## Start PROVIDED MATERIAL
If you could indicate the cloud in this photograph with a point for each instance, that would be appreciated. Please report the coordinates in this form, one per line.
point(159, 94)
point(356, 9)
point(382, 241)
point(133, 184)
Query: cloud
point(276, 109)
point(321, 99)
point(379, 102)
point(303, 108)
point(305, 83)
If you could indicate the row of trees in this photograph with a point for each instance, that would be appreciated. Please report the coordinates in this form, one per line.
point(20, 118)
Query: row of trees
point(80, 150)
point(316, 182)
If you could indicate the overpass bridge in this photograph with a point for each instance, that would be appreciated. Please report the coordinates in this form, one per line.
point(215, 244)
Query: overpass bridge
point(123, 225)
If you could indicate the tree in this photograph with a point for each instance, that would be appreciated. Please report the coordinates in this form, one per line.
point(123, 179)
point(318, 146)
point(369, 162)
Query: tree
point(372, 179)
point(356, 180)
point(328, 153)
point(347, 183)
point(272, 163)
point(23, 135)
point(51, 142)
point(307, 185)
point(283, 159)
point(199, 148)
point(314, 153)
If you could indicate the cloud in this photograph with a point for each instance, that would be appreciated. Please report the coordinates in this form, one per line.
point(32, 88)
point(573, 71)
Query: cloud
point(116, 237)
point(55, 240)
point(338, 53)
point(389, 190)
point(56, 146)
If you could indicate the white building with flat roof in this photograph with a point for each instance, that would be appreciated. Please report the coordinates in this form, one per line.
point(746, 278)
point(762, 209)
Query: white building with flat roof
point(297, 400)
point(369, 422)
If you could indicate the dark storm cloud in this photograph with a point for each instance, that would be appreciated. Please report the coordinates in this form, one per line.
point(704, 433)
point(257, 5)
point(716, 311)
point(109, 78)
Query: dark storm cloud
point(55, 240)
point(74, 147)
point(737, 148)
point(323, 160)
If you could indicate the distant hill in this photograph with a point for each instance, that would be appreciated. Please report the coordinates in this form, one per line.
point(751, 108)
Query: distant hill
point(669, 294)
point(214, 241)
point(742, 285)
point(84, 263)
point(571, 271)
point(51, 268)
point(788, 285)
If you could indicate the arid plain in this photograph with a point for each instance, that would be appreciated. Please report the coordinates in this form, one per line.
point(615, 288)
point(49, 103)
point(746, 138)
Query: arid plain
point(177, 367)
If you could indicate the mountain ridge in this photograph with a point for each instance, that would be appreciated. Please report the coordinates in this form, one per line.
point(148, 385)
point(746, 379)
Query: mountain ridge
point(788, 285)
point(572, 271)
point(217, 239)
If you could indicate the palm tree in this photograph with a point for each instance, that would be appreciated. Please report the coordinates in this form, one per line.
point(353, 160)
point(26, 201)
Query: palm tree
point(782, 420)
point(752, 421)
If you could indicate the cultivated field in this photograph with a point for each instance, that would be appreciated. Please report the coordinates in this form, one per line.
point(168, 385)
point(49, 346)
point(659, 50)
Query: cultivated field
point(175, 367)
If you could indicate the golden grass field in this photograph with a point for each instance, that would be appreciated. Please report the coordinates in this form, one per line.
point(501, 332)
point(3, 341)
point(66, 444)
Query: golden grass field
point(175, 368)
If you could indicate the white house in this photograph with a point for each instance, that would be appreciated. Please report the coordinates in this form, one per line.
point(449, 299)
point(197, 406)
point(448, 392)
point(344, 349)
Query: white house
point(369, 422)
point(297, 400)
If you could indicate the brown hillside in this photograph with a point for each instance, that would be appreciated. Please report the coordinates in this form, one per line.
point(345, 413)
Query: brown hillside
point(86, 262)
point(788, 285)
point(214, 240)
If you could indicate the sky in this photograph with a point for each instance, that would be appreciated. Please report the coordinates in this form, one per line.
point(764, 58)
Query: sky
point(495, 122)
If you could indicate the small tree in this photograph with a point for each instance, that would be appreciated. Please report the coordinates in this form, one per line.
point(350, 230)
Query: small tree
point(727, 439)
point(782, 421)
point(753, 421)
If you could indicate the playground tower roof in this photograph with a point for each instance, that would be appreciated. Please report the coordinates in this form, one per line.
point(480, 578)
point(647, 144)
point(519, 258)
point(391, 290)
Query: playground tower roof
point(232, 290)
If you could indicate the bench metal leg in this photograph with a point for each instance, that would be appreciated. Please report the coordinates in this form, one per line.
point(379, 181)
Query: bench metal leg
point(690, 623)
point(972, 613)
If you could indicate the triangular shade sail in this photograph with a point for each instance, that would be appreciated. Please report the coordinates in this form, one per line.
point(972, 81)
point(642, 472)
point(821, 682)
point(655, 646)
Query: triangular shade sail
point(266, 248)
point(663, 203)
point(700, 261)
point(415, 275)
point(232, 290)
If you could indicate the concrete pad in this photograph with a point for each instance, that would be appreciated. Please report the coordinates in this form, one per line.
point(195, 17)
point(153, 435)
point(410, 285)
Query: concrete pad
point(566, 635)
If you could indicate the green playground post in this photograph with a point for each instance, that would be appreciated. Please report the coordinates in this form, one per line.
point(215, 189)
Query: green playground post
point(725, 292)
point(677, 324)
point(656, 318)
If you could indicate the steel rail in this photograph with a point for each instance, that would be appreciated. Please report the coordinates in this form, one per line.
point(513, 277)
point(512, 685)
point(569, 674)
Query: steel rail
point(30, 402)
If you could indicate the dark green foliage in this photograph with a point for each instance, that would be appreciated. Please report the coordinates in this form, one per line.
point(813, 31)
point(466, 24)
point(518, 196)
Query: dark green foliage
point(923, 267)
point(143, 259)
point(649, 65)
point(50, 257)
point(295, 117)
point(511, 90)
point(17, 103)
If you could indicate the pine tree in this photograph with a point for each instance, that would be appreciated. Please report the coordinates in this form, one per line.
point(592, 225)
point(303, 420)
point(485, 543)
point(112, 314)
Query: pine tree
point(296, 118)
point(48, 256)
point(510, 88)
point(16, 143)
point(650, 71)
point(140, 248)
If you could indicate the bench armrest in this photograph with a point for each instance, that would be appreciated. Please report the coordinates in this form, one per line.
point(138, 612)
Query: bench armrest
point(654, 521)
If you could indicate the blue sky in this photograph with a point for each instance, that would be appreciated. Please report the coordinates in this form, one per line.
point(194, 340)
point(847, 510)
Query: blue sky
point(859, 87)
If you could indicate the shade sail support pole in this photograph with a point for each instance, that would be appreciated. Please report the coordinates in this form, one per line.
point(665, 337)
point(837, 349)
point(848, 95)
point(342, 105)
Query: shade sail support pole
## End PROVIDED MATERIAL
WORK REQUIRED =>
Reproduce, unchanged, the stretch of the entries from their very start through the line containing "point(303, 108)", including that line.

CORRECT OUTPUT =>
If you could indicate the cloud in this photograph with a point for each instance, that would be appreciated. Please report the coordinates in this form, one per line.
point(159, 94)
point(356, 9)
point(382, 241)
point(133, 184)
Query: cloud
point(276, 109)
point(321, 99)
point(379, 102)
point(303, 108)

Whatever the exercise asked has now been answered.